(Referring expression pointing data)
▬▬▬▬▬▬▬▬▬▬

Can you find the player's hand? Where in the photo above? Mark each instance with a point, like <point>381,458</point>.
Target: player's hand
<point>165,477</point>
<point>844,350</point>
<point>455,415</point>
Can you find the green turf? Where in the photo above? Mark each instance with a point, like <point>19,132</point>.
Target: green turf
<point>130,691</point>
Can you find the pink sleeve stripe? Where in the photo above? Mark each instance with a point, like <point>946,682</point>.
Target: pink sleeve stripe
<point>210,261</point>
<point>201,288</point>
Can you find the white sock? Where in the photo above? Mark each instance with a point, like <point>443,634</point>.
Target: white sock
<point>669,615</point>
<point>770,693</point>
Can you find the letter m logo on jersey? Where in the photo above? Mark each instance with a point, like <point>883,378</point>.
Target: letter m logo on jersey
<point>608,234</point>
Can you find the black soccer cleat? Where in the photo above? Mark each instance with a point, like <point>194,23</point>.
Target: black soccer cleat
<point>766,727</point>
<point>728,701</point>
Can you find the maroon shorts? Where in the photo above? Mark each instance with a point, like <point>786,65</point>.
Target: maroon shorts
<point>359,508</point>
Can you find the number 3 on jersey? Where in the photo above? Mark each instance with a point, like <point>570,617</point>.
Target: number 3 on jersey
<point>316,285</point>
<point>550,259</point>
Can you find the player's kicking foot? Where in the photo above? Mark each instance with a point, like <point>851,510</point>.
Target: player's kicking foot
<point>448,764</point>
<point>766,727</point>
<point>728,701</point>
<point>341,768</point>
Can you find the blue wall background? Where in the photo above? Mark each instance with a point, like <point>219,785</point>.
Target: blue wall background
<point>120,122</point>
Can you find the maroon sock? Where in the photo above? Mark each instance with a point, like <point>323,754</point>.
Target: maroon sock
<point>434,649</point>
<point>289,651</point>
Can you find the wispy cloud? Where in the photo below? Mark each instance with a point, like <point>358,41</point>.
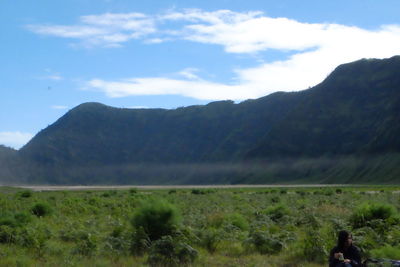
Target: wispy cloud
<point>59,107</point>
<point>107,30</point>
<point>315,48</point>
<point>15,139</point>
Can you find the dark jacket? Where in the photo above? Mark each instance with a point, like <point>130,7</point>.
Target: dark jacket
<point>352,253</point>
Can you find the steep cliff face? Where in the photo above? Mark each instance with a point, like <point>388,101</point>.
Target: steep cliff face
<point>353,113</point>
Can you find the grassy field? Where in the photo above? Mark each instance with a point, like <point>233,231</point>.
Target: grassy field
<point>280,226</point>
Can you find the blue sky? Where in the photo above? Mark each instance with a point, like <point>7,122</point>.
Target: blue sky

▬▬▬▬▬▬▬▬▬▬

## Problem details
Nothing but the pictures should be left out when the records are retyped exactly.

## Finished exercise
Can you find the player's hand? Where in the photo above? Mark each instance with a point, like <point>381,458</point>.
Target: player's hand
<point>165,477</point>
<point>844,350</point>
<point>455,415</point>
Can you find the green turf? Where in the photo above? Mark each instance with a point, like <point>19,132</point>.
Target: green turf
<point>130,691</point>
Can you find the pink sleeve stripe? Where in the photo above? Mark each instance with a point, like <point>946,682</point>.
Target: pink sleeve stripe
<point>210,261</point>
<point>201,288</point>
Can you find the white sock? Where in the photo above? Mark each instance with a point, like <point>443,634</point>.
Target: white sock
<point>669,615</point>
<point>770,693</point>
Can you find the letter m logo on jersey? Where in the photo above? Mark each instance with a point, like <point>883,378</point>.
Target: letter m logo on jersey
<point>608,234</point>
Can you find the black soccer cleat? Where in the photo above? Mark each instance with a point, like <point>194,23</point>.
Target: black soccer cleat
<point>766,727</point>
<point>728,701</point>
Can you find the maroon shorts? Where in the photo above? Mark each instance with a point, like <point>786,65</point>.
Target: maroon shorts
<point>359,508</point>
Can you find the number 3 on jersey? Where in the photo above? Mark each instance with a point, like <point>570,617</point>.
Target: number 3 on jersey
<point>316,285</point>
<point>550,259</point>
Can you find the player's kicking foot? Where in the photo above? Mark each instance with a point, like <point>851,510</point>.
Target: player's kicking foot
<point>448,764</point>
<point>766,727</point>
<point>728,701</point>
<point>341,768</point>
Can you find the blue wall background? Where in the photo above? Mark each instance with a point, like <point>219,785</point>.
Target: blue wall background
<point>120,122</point>
Can you find the maroon sock? Where in the photo above? Mark each instance with a point, like <point>323,754</point>.
Target: maroon sock
<point>434,649</point>
<point>289,651</point>
Can you find the wispy cloud? Where in the photo below? Mark each instance with a point, like <point>358,41</point>.
Target: wispy cloud
<point>59,107</point>
<point>107,30</point>
<point>315,48</point>
<point>15,139</point>
Can you find the dark jacket? Where in the photo above? Mark each instance with a point, like <point>130,7</point>.
Target: dark jacket
<point>352,253</point>
Can you find the steep cliff face? Where in the photo above? Mark each instance with a point, like <point>388,101</point>.
Target: steep cliff face
<point>353,113</point>
Can you find the grassy field? Where in the photo above? Mark each instance with a point, like <point>233,231</point>.
Target: grassy field
<point>280,226</point>
Can you find the blue sky? Where in the photo above? Mark each instance with a point, like <point>7,122</point>.
Target: blue sky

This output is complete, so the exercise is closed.